[Stated exercise]
Rewrite the material below, swapping every "one point for each instance" for "one point per instance" and keeping all other text the same.

Items from a dataset
——————————

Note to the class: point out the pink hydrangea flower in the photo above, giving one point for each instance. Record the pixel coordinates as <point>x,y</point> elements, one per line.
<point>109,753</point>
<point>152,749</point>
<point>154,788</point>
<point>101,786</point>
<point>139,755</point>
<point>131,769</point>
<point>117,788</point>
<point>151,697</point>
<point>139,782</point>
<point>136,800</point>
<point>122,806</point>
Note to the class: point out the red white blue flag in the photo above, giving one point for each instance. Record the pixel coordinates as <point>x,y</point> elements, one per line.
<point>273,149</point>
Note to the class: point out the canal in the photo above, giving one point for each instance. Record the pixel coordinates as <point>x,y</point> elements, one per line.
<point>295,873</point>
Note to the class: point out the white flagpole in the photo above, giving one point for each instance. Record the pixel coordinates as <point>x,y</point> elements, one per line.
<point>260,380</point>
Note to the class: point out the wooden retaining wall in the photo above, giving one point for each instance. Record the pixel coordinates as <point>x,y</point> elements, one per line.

——————————

[Expected answer]
Note to the class: point out the pink hydrangea flower in the photo above, giving one point per instance. Record the pixel coordinates as <point>x,y</point> elements, one per line.
<point>109,753</point>
<point>152,749</point>
<point>154,788</point>
<point>101,786</point>
<point>139,755</point>
<point>131,769</point>
<point>117,788</point>
<point>151,697</point>
<point>139,782</point>
<point>136,800</point>
<point>122,806</point>
Note to the class: point out the red white blue flag in the photo above, giving one point per instance. Record the pixel coordinates as <point>x,y</point> elements, one per line.
<point>273,149</point>
Note to the class: point out the canal in the photo above, giving one point per instance. Record the pixel coordinates as <point>x,y</point> elements, one per line.
<point>295,873</point>
Note to the class: point out the white flagpole in the photo above, giving one point per instance. Record the pixel coordinates as <point>x,y</point> elements, one per line.
<point>260,380</point>
Note to the class: point out the wooden retaining wall in the photo above, giving one point per instance. Record the pixel coordinates as <point>x,y</point> elements, one per line.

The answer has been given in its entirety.